##### EXCERPT PROVIDED #####
This Pinoy Harry Experience

published in the national daily newspaper Malaya, February 4, 2002

We were crazy to begin with, to think of watching the Harry Potter movie on its first day. But finding that it was showing in two theaters, with one having a line that would put the University of Pila registration to shame, my friend and I decided to try our luck with the other theater. It didn’t matter that we would enter in the middle of the movie – heck, we know the rest of Harry’s story beyond the sorcerer’s stone.

So there we were, pre-bought baon and SM drink (everything sold in the SM theaters are now branded Shoemart) in hand, confident that our plan to watch in medias res was just perfect for people like us who really only wanted to see J.R. Rowling’s world onscreen. Of course we failed to realize that while we may have been early for those who were just stepping out of their offices, school was out by that time. And that theater was way beyond SRO mode – there was even no place to stand.
#####
* THINGS TO DO
[A] According to the Harry Potter moviegoing column, in which newspaper and on what date was it published?
[B] Proceed with the Harry Potter moviegoing column, writing what comes after its final sentence.
##### EXTRACTED ENTRIES #####
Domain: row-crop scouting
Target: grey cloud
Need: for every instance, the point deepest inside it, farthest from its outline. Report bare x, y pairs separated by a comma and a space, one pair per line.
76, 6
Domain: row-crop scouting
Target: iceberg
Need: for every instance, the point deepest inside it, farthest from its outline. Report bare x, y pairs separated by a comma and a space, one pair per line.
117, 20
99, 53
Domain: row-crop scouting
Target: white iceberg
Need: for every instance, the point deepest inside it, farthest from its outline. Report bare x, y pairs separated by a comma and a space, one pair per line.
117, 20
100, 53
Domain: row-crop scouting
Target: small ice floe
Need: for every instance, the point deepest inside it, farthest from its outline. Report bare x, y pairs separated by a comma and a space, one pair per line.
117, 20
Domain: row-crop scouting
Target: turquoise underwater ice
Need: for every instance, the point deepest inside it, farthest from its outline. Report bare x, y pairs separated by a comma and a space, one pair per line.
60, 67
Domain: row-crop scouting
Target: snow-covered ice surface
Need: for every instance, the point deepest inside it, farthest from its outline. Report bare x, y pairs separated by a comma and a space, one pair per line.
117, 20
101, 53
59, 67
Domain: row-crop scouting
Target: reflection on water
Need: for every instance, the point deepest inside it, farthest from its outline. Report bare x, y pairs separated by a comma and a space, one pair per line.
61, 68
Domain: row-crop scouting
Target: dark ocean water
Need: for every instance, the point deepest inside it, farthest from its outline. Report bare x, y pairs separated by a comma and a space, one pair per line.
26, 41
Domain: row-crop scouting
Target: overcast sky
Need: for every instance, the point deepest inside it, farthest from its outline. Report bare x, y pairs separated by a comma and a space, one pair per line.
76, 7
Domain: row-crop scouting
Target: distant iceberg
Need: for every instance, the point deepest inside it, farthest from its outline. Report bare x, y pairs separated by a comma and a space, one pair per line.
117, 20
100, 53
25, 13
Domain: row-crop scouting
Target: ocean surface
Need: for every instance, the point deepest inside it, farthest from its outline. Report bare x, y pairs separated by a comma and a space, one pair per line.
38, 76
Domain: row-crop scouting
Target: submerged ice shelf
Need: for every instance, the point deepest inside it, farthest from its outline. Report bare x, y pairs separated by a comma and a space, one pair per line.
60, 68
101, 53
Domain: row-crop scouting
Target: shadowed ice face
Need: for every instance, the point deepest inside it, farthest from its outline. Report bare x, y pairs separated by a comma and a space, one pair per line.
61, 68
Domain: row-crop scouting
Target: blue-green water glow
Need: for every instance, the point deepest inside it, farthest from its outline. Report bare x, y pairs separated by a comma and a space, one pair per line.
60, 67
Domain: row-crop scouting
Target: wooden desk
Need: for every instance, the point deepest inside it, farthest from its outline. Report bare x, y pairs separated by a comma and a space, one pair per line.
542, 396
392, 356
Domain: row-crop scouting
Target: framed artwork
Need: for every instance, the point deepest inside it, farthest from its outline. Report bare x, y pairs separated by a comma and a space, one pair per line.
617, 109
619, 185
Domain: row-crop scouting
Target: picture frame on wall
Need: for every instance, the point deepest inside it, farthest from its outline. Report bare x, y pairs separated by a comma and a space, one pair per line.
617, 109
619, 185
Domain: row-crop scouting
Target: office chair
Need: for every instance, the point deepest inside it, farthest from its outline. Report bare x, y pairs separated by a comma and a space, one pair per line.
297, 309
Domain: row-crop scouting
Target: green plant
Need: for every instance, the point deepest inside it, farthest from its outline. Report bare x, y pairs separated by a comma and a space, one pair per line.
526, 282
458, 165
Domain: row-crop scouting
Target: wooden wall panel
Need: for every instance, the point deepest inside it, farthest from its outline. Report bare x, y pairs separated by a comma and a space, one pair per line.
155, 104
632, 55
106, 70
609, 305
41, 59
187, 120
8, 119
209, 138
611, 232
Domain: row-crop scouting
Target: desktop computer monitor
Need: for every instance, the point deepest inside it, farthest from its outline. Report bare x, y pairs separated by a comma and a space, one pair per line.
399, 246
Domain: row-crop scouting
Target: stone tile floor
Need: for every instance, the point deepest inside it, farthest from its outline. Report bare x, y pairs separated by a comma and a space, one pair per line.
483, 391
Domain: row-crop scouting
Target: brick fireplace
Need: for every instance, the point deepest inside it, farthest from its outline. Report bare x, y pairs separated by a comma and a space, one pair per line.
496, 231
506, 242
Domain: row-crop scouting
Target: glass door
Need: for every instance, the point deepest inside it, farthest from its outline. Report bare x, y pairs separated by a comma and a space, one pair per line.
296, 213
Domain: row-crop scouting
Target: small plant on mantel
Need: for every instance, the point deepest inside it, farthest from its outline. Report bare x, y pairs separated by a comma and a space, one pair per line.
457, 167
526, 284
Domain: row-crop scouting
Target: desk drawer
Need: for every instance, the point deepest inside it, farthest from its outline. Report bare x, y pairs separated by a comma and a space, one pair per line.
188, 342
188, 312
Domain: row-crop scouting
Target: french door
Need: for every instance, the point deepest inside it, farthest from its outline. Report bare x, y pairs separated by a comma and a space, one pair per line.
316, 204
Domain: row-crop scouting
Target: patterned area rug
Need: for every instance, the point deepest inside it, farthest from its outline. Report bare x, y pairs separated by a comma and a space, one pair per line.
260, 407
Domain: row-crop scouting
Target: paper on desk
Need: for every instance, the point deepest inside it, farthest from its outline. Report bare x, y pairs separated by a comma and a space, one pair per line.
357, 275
#####
* THE ANSWERS
[A] It was published in the national daily newspaper Malaya on February 4, 2002.

[B]
We didn’t want to leave – we had gotten a glimpse of quidditch at that point. Not watching the Harry Potter movie within the day would just ruin the rest of our week. So we braved it and decided to take a chance with the balcony section which, while full, still had fewer people and even spaces on the steps to sit on.

Sooner than later, we wereable to get seats – not the most pleasant ones considering that with those crowds, the theater probably couldn’t be cleaned between screenings – but seats(!!!) on the first day of what promises to be the first Harry Potter movie. And I thought, how lucky can I get?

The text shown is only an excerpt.